→ **Given data**:

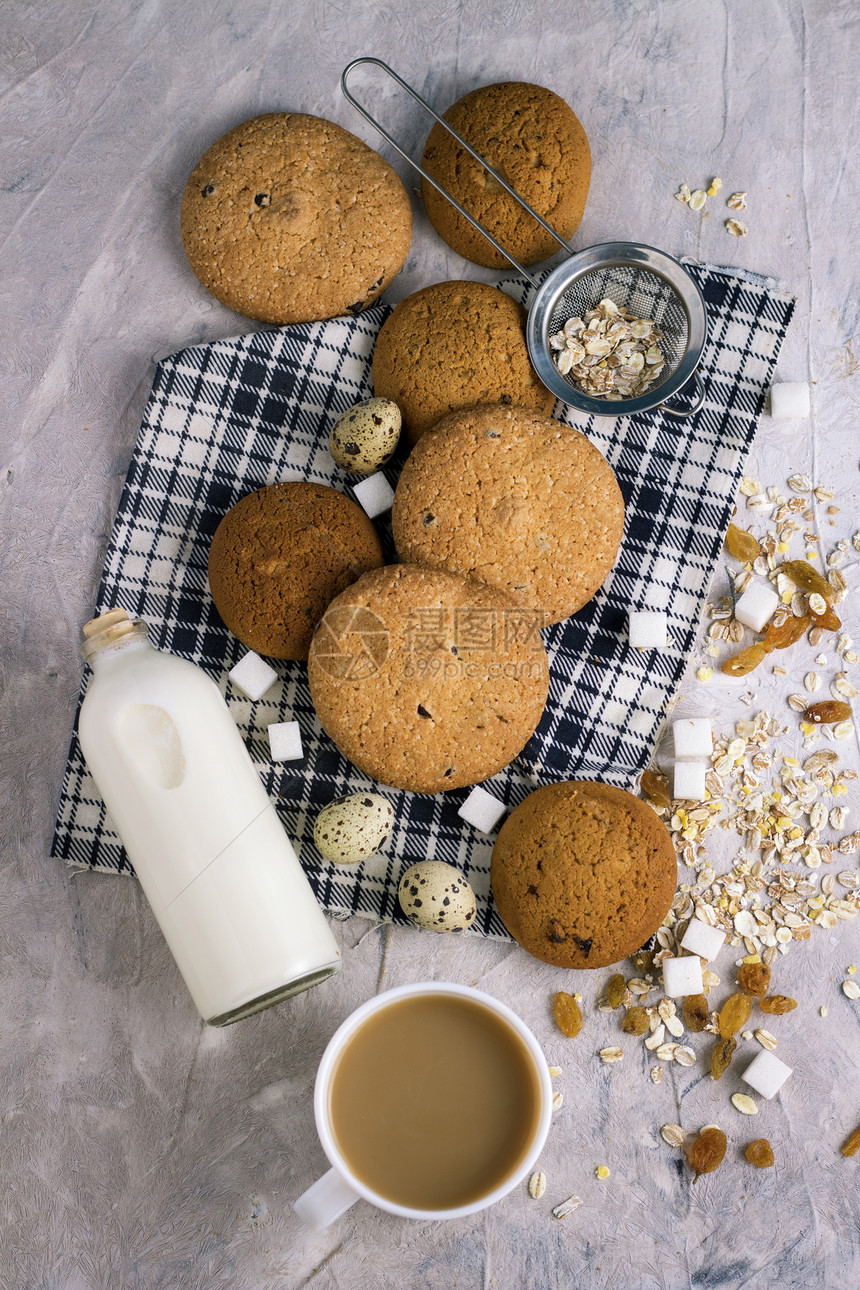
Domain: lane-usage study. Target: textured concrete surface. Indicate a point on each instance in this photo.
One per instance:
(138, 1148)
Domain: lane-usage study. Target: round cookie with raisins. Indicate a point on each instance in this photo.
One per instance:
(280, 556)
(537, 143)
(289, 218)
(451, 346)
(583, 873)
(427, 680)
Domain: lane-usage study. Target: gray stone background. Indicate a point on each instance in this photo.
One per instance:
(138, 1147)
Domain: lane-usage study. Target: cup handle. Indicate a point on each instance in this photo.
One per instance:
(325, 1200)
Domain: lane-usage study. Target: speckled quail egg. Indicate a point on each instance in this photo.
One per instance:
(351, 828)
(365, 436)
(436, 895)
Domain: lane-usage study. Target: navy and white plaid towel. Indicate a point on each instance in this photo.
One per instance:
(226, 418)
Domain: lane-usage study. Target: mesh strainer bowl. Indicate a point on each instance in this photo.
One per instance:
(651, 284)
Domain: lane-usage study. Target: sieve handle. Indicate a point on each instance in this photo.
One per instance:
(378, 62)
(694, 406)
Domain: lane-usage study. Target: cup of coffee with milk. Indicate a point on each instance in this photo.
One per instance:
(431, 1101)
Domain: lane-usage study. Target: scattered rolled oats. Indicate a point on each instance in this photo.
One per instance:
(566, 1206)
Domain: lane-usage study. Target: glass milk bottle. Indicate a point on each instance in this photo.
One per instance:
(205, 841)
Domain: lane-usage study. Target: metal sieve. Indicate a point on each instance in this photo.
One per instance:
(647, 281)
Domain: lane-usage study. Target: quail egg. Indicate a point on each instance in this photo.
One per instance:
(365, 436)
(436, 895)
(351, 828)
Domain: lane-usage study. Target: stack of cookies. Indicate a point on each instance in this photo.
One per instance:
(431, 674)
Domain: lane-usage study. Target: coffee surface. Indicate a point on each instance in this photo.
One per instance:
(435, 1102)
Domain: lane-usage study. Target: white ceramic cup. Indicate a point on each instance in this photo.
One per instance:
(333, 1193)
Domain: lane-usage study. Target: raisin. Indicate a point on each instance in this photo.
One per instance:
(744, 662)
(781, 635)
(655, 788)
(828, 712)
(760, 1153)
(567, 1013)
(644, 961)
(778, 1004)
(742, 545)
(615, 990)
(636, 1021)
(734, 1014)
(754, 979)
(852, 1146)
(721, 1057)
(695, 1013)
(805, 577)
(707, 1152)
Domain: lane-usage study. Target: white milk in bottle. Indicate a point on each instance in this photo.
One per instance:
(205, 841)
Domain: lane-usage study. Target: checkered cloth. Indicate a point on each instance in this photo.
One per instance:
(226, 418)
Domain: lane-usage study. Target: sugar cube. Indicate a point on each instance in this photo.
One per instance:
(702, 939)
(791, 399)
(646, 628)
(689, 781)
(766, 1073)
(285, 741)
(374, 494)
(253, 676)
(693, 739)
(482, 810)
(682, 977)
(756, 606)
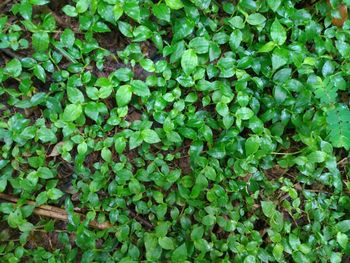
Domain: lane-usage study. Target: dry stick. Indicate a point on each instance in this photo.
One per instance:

→ **Work to do**:
Repeat everything in the records precisely. Images are excluded from the copy.

→ **Complete answer**:
Domain: lane-usage study. Target: textured concrete surface. Indicate a point on each instance in this photo.
One per instance:
(138, 1148)
Domain: lane-usage study. Target: round cookie with raisins. Indicate a point on each instance in this photo.
One per instance:
(280, 556)
(537, 143)
(289, 218)
(451, 346)
(583, 873)
(427, 680)
Domain: lane-usage study. Target: gray stone background. Indicate a point on each instance in this photo.
One per instance:
(138, 1147)
Domain: lane-usage study. Target: cup handle. Indicate a point on each instance in this photo.
One per instance:
(325, 1200)
Domain: lane-usage study. Target: speckled quail egg. Indicate a point on each instance in this photo.
One per instance:
(351, 828)
(365, 436)
(436, 895)
Domain: lane-usage study. Target: navy and white plaid towel. Indicate a point on each instance in this photo.
One per instance:
(226, 418)
Domain: lane-usage study. Target: mesh strainer bowl. Indicate a point on each instance in this photo.
One per instance:
(651, 284)
Domain: lane-usage study. Target: sieve handle. Indicate a point on each instance in this photo.
One per instance:
(378, 62)
(694, 406)
Domain: lane-usage study. Target: cup of coffee with milk. Indicate a point on each instance in this photo.
One per instance:
(431, 1101)
Domain: lane-usage study. Target: scattered rolled oats. Indicate a point on each instance in this photo.
One per instance:
(566, 1206)
Domain: lane-usage study. Target: glass milk bottle. Indicate a point on each instance in this photo.
One per instance:
(205, 841)
Domain: lane-usage study. Target: metal sieve. Indicate a point on each instance in this photo.
One per instance:
(647, 281)
Domain: lane-usage study. Target: quail egg. Indicate a point on each instance in this photo.
One per instance:
(365, 436)
(436, 895)
(351, 828)
Domain: lane-usage study. Target: stack of cookies. Indicate a point on each instance in this photo.
One per instance:
(431, 674)
Domain: lane-usage study. Target: coffee surface. Indicate a point on each instance in this photo.
One per instance:
(435, 1102)
Domain: lane-usage study. Target: white ceramic cup. Indicate a point on each instance in this photo.
One per instance:
(333, 1193)
Domain: lane-usage study. Target: raisin. Indicate a point on each instance in this photo.
One per instance:
(744, 662)
(781, 635)
(655, 788)
(828, 712)
(760, 1153)
(567, 1013)
(644, 961)
(778, 1004)
(742, 545)
(615, 990)
(636, 1021)
(734, 1014)
(754, 979)
(852, 1146)
(721, 1057)
(695, 1013)
(805, 577)
(707, 1152)
Domain: lane-usage study. Target: white milk in bottle. Indicate a point on each instance in this photo.
One per instance:
(205, 841)
Domain: lane-usage study. Target: checkered cloth. Indicate a point on each instance in this photo.
One per instance:
(226, 418)
Domain: lane-usage study. Target: sugar cube. Indicate a point on each instance in this photo.
One per instance:
(702, 939)
(791, 399)
(646, 628)
(689, 781)
(766, 1073)
(285, 741)
(374, 494)
(253, 676)
(693, 739)
(482, 810)
(682, 977)
(756, 606)
Domain: lane-usage study. Target: dry stick. Indicate a point on each instance in this photo.
One per instance:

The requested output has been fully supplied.